아래 항목에서 "of the concrete" 문구가 있는 줄부터 "Target: flower bed" 문구가 있는 줄까지(두 줄 포함)만 다시 쓰시오. 이때 "walkway" 부분을 "sidewalk" 표현으로 바꾸고 나머지는 그대로 두시오.
================
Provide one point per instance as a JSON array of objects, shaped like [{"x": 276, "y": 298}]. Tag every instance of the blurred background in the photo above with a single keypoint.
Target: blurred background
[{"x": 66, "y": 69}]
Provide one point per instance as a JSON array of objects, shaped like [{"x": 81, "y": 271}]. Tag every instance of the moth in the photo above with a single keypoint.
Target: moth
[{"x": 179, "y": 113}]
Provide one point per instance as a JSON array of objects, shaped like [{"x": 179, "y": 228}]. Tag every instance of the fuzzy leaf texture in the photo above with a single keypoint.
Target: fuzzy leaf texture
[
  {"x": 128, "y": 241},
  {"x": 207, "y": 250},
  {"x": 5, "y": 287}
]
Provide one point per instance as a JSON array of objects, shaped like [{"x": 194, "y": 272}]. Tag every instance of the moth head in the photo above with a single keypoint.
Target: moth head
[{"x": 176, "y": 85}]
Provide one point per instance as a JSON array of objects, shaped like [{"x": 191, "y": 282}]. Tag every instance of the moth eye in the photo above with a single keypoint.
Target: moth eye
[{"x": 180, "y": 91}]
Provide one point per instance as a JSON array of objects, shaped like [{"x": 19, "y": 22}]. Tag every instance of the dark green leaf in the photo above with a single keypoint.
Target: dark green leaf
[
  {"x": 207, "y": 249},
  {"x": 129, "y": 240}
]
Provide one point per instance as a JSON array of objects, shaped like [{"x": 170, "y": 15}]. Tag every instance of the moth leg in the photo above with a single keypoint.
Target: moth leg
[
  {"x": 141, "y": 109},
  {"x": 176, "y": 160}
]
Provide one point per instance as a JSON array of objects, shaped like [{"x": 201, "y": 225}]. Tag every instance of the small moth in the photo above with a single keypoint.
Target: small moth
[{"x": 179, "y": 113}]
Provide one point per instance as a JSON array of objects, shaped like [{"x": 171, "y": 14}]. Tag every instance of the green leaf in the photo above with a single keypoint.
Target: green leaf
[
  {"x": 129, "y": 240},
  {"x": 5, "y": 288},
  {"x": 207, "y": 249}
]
================
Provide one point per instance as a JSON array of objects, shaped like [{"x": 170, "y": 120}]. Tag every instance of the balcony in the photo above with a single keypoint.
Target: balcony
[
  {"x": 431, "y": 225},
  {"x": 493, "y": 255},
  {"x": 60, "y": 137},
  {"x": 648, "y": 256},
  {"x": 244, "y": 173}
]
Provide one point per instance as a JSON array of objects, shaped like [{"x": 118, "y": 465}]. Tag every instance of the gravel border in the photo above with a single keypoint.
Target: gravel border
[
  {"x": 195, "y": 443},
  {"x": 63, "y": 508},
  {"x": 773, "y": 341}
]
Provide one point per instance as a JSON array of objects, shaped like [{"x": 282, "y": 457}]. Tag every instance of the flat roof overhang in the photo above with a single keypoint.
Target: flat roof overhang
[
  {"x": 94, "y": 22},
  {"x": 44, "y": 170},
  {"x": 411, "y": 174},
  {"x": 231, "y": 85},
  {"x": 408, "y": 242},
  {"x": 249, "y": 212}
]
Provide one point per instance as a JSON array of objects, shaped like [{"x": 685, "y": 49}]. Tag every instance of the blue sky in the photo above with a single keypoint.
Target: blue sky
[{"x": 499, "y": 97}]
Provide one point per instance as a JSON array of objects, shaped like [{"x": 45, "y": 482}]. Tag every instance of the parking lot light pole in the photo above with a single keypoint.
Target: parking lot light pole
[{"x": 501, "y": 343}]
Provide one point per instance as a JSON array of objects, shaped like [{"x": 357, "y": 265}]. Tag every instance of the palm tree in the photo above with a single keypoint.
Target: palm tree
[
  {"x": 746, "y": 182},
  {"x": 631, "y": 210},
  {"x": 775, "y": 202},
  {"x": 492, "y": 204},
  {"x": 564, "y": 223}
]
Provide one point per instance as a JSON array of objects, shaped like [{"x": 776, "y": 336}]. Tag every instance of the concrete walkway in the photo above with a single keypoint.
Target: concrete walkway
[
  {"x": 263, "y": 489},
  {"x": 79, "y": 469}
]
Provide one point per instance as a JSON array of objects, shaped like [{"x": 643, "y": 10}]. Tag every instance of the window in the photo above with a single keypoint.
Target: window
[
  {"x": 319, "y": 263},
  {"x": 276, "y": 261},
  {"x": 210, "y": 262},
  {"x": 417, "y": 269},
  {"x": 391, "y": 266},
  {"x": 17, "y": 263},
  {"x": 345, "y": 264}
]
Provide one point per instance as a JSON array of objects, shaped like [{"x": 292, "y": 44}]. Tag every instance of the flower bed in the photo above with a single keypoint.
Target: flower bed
================
-- 서술형 답안 --
Provide one point per instance as a JSON array of objects, shaped like [{"x": 776, "y": 336}]. Tag every instance of the concrete sidewalk in the photo above with a single keypoint.
Target: concrete sidewalk
[
  {"x": 263, "y": 489},
  {"x": 79, "y": 469}
]
Provide one point per instance as a JSON array of objects, shaped like [{"x": 643, "y": 10}]. Tag every instance of the window in the photo above with a single keypoint.
Target: window
[
  {"x": 319, "y": 263},
  {"x": 276, "y": 261},
  {"x": 210, "y": 262},
  {"x": 417, "y": 269},
  {"x": 391, "y": 266},
  {"x": 17, "y": 263},
  {"x": 345, "y": 264}
]
Provide one point per instance as a JSON array of objects, shaped like [{"x": 292, "y": 44}]. Tag every instance of the flower bed in the photo above with a single keypoint.
Target: flower bed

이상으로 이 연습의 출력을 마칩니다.